» Task objective: In the temple excerpt below, rewrite the paragraph that begins "A tree laden with offerings" as a short bulleted list that keeps its main facts.

» Excerpt to read:
########################################

Legend has it that Lord Shiva, enraged by Dakshaprjapathi’s refusal to invite him to a yagna, created Veerabadrar, who emerged from drops of Shiva’s sweat and punished Daksha by beheading him. Locals and devotees who come to the temple believe that the temple sits on the place where Veerabadrar battled Daksha. The temple is estimated to be 300 to 400 years old but despite its fame, the building’s wears an unassuming look, a welcome change from the gaudy, commercial temples that dot cities and ‘temple towns’.

A tree laden with offerings stands in front; colourful threads and painted miniature cradles hung by childless couples decorating it. Below, few old women sit selling betel leaves, Veerabadra’s favourite offering, as well as vegetables and other provisions. The area doubles up as the village market place.

 Locals shrug when asked about the temple’s therapeutic powers. “People come, stay for ten-twenty days and then leave when they’re cured”, a woman on the ‘share-auto’ had said. Are you going there? “No…” she said, visibly embarrassed, and got off at a village on the way, mumbling a hurried goodbye.

########################################

» Record set:
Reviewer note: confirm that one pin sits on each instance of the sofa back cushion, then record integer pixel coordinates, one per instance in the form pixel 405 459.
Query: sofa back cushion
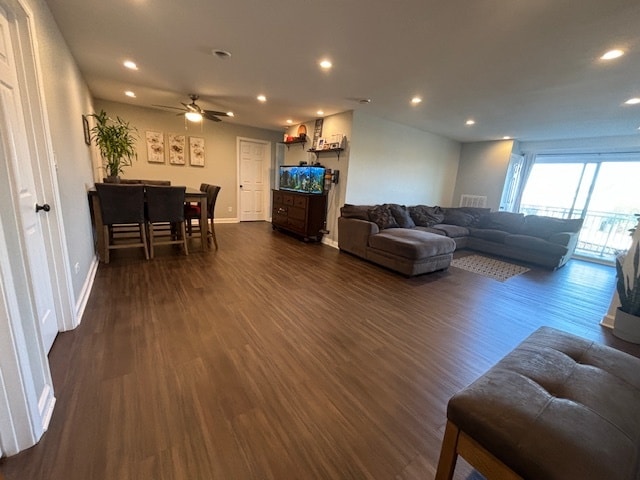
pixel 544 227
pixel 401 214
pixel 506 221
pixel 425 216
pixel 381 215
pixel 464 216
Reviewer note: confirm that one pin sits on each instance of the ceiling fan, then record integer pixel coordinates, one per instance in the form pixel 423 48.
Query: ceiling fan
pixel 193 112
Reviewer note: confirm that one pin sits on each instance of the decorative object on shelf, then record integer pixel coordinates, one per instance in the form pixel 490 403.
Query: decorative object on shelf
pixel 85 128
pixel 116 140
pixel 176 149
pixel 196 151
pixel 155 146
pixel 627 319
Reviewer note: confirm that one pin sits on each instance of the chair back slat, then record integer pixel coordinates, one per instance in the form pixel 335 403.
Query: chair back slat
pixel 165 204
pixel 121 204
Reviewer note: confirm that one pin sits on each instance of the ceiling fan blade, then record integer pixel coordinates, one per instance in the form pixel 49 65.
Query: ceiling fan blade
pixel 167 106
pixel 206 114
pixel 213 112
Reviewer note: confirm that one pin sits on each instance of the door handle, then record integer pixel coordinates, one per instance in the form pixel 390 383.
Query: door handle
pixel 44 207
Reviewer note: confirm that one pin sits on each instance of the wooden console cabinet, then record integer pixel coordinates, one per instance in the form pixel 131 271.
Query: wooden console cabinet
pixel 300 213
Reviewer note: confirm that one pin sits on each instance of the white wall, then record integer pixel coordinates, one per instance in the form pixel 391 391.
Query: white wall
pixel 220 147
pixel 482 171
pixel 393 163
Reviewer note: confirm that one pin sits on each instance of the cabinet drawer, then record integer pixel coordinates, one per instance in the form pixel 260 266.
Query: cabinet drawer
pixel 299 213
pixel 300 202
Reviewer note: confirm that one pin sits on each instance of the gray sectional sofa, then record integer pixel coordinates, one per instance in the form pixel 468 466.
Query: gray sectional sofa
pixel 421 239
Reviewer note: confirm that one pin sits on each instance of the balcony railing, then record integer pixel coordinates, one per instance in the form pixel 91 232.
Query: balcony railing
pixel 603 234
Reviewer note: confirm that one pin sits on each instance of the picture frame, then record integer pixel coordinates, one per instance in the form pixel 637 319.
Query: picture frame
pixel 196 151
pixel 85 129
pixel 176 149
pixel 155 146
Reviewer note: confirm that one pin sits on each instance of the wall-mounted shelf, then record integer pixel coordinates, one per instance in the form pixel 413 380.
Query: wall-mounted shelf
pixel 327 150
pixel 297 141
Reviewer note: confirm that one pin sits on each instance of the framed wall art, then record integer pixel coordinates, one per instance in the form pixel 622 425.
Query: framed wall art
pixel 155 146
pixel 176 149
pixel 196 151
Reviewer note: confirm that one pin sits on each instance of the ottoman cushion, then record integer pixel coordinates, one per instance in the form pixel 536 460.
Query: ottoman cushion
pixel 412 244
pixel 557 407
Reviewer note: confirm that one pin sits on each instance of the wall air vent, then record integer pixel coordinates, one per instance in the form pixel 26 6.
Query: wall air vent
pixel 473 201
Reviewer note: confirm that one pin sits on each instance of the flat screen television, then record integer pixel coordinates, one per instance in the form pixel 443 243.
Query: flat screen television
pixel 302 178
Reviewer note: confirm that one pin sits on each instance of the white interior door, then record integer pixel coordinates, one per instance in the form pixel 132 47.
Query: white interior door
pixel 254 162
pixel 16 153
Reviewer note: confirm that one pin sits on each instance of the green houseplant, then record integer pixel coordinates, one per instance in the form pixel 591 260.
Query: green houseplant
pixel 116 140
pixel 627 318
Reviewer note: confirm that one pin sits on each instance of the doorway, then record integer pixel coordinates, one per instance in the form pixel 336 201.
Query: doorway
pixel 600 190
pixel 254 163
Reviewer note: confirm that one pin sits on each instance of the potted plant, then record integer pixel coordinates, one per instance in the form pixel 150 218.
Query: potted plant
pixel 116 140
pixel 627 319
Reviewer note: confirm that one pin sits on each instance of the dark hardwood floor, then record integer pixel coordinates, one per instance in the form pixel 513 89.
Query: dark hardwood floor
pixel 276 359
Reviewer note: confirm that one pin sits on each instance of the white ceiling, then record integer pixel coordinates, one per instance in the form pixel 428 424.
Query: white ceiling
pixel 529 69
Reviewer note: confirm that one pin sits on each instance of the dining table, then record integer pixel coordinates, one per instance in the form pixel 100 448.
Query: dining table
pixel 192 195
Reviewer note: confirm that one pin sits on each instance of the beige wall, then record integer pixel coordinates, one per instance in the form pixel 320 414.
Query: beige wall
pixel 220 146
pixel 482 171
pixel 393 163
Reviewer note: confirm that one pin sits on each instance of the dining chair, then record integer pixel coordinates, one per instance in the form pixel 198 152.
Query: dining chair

########################################

» Answer section:
- A tree laden with offerings stands in front of the temple.
- Childless couples decorate it with colorful threads and painted miniature cradles.
- Beneath it, a few old women sell betel leaves (Veerabadra's favorite offering), vegetables and other provisions.
- The area also serves as the village marketplace.